**KUMPULAN SOAL:**
A. Tentukan apakah tiap pernyataan berikut sesuai dengan kutipan, lalu jawab ya atau tidak disertai kata-kata kutipan yang menjadi penentunya: (i) Bapa Mancuso menelepon George Lutz pada tanggal 24 Desember 1975; (ii) seluruh anggota keluarga mendengar bunyi bantingan pintu depan; (iii) ruang kecil tersembunyi di belakang basement tampak di dalam denah rumah.
B. Menurut kutipan, sekitar pukul berapa George selalu terbangun setiap pagi?

**KUTIPAN:**
◆ ◆ ◆
Pada tanggal 24 Desember 1975, Bapa Mancuso menelepon George Lutz dan menasihatkan agar dia tidak menggunakan ruang dimana ia telah mendengar suara yang aneh tersebut. Ruang ini adalah ruangan yang direncanakan Kathy digunakan sebagai ruang jahit, dan tadinya adalah kamar tidur Marc dan Yohanes Matthew DeFeo. Percakapan telepon terputus secara tiba-tiba, dan kunjungan berikutnya ke rumah tersebut mengakibatkan Bapa Mancuso menderita demam tinggi dan pada lengannya dijumpai tanda yang mirip dengan tanda stigmata.
Pada mulanya, George dan Kathy Lutz tidak merasakan hal yang aneh dengan rumah mereka. Namun setelah 28 hari keluarga Lutz tinggal di rumah itu, mereka mulai merasakan hal-hal aneh dengan rumah tersebut. Mereka merasa bahwa “masing-masing dari mereka tinggal di suatu rumah yang berbeda.”
Sebagian dari pengalaman keluarga Lutz diuraikan sebagai berikut:
  • George selalu terbangun sekitar pukul 03:15 setiap paginya, dan kemudian keluar ke rumah tempat penyimpanan kapal. Waktu tersebut diperkirakan adalah waktu dimana DeFeo membunuh anggota keluarganya.
  • Rumah mereka selalu diganggu oleh segerombolan lalat di setiap musim dingin.
  • Kathy mendapat mimpi buruk tentang pembunuhan dan saat dimana ia melakukan persetujuan pembelian rumah tersebut. Anak-anak mereka juga mulai tertidur dengan terlungkup, posisi yang sama saat mayat DeFeo ditemukan.
  • Kathy merasakan seolah-olah "sedang dipeluk" dengan penuh kasih oleh suatu kekuatan yang tidak terlihat.
  • Kathy menemukan sebuah ruang kecil yang tersembunyi (sekitar empat kaki) di belakang basement. Dindingnya bercat merah dan ruangan itu tidak tampak di dalam denah rumah. Ruangan itu kemudian dikenal dengan nama "The Red Room.” Ruangan ini memiliki pengaruh terhadap anjing mereka Harry, yang selalu menolak untuk mendekat dan selalu berjongkok seolah merasakan sesuatu yang negatif.
  • Ada udara dingin, bau parfum dan kotoran di dalam rumah, dimana tidak terdapat saluran udara atau jalur bagi sumber tersebut.
  • Putri mereka yang berumur lima tahun, Missy, mengisahkan teman imajinasinya yang bernama "Jodie" yang memiliki mata yang sangat merah.
  • George selalu dibangunkan oleh bunyi bantingan pintu depan. Ia akan segera ke lantai bawah dan menemukan anjing mereka tertidur dengan suara keras di depan pintu. Tidak ada orang lain yang mendengar suara itu kecuali dia.
  • George mendengar apa yang diuraikan sebagai "Marching band Jerman" atau suara seperti radio yang tidak disetel dengan frekuensi yang tepat. Namun ketika ia pergi menuju lantai bawah, suara gaduh akan berhenti.
◆ ◆ ◆
**KUTIPAN SUMBER:**
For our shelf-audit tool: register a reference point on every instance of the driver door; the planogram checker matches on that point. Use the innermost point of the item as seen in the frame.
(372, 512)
◆ ◆ ◆
**PEMBAHASAN SOAL:**
A.
(i) Ya: "Pada tanggal 24 Desember 1975, Bapa Mancuso menelepon George Lutz"
(ii) Tidak: "Tidak ada orang lain yang mendengar suara itu kecuali dia."
(iii) Tidak: "ruangan itu tidak tampak di dalam denah rumah"

B. Sekitar pukul 03:15.